## [What is required]
Reproduce exactly the lines below, starting with the line that contains "Objective — one point per instance of the dark" and ending with the last line of the records, both included, and nothing else.

## [Available data]
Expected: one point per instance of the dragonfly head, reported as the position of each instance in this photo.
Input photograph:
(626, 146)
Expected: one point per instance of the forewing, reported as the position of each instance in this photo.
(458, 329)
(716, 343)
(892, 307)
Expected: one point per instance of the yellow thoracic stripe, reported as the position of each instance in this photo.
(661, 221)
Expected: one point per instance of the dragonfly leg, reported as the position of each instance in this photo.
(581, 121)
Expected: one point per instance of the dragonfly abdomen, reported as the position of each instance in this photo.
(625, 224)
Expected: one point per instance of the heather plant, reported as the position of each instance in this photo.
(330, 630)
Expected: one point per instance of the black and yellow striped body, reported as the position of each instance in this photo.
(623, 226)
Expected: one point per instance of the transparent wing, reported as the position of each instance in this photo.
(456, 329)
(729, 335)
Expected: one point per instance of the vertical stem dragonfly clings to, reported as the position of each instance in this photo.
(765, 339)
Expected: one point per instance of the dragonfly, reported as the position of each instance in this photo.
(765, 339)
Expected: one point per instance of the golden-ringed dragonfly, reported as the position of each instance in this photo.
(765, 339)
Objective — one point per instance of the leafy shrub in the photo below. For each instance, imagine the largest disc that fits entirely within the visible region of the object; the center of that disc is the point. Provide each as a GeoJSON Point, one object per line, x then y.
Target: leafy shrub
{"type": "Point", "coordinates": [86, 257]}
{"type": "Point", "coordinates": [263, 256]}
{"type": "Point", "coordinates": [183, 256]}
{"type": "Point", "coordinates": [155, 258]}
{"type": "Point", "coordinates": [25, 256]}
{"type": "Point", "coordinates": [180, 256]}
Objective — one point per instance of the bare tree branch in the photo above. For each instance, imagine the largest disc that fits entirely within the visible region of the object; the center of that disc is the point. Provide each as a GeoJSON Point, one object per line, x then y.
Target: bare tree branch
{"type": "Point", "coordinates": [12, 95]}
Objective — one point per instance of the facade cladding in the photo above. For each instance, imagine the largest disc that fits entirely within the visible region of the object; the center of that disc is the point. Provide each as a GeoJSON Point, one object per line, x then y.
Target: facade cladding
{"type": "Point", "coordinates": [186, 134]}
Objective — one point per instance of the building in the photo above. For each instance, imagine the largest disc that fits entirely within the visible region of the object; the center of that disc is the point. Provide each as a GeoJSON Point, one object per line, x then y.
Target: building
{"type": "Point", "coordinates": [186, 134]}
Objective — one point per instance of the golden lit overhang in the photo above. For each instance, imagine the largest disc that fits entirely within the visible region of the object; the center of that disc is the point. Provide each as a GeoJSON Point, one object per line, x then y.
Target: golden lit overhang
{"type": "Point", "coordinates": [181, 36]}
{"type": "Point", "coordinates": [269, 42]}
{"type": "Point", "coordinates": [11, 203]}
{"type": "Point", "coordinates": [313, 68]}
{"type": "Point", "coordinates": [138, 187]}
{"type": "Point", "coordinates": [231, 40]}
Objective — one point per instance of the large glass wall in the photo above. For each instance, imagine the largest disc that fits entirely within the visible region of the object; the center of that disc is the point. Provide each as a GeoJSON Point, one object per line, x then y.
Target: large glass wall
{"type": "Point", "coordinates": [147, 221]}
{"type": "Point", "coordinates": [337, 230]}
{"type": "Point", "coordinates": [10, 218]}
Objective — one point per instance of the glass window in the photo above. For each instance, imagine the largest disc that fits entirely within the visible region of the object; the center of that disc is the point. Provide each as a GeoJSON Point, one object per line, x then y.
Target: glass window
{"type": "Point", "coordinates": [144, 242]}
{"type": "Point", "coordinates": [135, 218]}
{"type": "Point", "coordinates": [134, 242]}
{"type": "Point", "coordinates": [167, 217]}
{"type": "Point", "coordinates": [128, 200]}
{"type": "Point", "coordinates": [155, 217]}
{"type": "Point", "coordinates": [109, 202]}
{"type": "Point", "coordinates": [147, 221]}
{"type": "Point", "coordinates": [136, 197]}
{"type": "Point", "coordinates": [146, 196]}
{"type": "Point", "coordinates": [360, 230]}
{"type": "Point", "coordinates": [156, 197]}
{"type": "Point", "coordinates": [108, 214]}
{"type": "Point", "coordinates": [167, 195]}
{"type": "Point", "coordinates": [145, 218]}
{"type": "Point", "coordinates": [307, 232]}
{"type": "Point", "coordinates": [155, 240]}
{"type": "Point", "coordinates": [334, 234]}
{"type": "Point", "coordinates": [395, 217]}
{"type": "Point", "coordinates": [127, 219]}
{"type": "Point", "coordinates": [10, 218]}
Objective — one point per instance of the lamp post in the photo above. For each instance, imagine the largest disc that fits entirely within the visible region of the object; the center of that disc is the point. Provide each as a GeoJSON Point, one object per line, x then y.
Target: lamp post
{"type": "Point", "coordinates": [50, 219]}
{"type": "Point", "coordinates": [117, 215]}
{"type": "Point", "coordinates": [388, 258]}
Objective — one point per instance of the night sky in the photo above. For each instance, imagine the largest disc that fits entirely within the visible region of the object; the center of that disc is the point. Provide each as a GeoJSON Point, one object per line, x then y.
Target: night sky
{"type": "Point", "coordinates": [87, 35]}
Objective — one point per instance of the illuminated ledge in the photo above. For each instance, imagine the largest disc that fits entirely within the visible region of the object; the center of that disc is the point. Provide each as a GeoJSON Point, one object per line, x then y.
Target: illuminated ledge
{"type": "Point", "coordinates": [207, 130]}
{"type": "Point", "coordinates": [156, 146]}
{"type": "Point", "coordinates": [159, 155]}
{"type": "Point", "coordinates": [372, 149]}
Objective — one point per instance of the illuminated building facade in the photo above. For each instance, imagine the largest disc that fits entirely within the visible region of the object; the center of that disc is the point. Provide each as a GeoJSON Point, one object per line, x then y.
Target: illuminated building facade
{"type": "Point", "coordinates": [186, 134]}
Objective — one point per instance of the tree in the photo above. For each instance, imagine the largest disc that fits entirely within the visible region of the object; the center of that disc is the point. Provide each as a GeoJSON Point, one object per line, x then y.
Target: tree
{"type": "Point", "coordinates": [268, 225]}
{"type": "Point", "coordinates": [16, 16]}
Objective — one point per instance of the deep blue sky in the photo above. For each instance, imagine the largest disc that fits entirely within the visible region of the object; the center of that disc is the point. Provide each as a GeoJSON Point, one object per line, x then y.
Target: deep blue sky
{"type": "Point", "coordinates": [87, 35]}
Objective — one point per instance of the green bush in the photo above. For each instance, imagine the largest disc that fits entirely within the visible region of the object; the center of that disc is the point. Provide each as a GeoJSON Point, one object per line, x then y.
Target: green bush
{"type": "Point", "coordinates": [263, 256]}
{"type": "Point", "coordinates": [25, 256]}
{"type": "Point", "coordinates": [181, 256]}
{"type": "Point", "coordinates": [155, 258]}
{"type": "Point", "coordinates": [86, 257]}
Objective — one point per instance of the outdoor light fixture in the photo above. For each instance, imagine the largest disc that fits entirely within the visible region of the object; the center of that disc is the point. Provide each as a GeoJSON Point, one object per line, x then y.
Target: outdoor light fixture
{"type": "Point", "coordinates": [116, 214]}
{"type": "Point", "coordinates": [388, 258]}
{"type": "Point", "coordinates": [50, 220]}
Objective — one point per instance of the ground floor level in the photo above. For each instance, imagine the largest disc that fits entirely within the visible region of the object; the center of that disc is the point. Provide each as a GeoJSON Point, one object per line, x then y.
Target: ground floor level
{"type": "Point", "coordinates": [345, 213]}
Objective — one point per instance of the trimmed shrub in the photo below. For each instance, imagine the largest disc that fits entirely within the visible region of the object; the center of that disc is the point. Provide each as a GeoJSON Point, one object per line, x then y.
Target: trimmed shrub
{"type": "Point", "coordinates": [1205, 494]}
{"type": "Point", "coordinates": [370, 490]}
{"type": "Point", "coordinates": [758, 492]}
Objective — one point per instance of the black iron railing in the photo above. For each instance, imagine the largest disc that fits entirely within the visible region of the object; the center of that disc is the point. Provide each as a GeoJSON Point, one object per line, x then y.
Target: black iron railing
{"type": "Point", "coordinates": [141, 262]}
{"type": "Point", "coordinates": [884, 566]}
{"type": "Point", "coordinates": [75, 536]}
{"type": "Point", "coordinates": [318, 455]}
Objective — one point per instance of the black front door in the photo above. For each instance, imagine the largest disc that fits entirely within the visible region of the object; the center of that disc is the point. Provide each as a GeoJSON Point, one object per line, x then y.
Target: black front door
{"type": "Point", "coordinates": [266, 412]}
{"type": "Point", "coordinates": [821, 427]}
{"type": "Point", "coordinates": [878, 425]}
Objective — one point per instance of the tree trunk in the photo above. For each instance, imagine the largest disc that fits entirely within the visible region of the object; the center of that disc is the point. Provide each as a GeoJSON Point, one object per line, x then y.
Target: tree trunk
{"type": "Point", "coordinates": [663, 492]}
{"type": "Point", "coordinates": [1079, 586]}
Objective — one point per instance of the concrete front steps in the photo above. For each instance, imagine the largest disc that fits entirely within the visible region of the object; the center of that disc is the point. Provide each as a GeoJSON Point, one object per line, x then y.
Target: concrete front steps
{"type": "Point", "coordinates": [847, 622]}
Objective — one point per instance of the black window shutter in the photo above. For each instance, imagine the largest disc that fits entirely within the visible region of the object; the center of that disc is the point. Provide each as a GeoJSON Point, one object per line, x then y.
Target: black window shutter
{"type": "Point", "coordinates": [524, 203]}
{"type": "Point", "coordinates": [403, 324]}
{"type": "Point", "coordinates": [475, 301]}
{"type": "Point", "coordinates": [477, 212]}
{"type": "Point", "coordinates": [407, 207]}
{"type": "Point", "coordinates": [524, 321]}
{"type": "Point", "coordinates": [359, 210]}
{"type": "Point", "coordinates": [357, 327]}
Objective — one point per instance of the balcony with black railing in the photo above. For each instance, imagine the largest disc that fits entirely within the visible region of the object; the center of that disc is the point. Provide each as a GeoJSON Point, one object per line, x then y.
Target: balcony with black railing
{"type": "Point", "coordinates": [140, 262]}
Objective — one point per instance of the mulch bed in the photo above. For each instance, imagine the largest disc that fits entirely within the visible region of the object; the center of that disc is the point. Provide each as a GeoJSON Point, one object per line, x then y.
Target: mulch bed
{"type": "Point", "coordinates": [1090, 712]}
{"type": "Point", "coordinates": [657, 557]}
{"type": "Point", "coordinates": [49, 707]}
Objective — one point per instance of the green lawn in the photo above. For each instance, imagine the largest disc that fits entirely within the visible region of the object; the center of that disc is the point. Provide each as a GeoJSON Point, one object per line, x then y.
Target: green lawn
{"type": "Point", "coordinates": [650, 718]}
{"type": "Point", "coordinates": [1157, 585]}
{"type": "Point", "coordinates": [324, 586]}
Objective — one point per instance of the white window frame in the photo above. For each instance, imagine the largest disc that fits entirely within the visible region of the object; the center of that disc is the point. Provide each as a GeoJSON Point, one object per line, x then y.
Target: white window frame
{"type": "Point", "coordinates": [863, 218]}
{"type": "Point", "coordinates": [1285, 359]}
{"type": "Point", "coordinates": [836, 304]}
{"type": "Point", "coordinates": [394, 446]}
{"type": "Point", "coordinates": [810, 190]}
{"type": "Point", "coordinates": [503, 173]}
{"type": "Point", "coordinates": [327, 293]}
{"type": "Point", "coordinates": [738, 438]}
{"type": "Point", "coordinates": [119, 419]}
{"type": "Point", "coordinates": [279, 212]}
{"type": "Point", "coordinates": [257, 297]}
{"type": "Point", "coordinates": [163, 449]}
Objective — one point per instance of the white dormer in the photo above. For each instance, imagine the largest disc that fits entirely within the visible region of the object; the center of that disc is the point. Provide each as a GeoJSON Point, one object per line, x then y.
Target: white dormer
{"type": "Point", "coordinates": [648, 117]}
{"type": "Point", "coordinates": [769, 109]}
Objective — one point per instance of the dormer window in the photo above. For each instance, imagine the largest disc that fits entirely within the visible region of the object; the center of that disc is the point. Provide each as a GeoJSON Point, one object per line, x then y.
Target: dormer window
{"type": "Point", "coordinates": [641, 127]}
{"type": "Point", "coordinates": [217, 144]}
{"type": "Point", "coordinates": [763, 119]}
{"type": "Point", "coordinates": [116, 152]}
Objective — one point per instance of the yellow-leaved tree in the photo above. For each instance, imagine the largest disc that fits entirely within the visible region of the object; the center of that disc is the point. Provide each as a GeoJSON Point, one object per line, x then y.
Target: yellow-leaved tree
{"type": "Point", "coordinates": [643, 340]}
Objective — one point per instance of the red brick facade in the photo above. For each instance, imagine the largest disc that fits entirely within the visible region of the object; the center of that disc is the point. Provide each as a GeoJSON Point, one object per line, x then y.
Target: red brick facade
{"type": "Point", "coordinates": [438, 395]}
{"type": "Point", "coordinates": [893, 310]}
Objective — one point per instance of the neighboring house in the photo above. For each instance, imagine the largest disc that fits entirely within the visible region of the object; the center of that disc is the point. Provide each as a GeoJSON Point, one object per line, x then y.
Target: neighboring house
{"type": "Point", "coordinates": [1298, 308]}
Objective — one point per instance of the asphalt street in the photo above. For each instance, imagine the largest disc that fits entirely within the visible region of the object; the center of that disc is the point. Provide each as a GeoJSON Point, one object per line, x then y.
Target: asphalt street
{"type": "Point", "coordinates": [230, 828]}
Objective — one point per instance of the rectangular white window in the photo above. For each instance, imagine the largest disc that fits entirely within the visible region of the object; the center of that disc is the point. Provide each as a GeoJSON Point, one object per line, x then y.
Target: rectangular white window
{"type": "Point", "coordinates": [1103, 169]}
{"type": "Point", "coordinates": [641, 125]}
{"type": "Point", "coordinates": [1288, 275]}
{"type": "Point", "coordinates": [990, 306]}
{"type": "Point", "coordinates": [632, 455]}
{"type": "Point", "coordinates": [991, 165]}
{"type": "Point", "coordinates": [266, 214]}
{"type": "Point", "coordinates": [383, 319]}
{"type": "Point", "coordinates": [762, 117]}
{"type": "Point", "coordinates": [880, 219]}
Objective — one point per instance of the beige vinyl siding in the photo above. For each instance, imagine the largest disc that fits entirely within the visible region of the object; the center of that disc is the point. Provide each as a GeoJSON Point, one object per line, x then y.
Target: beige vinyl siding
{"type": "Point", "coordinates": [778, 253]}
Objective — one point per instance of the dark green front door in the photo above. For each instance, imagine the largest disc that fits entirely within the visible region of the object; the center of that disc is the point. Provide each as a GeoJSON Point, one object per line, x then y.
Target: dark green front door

## [Output of the exercise]
Objective — one point per instance of the dark green front door in the photo above. For each instance, imagine the largest disc that fits entirely within the visible region of the object; the center of that disc is the point. Provide each as a GeoJSON Point, one object per line, x then y.
Target: dark green front door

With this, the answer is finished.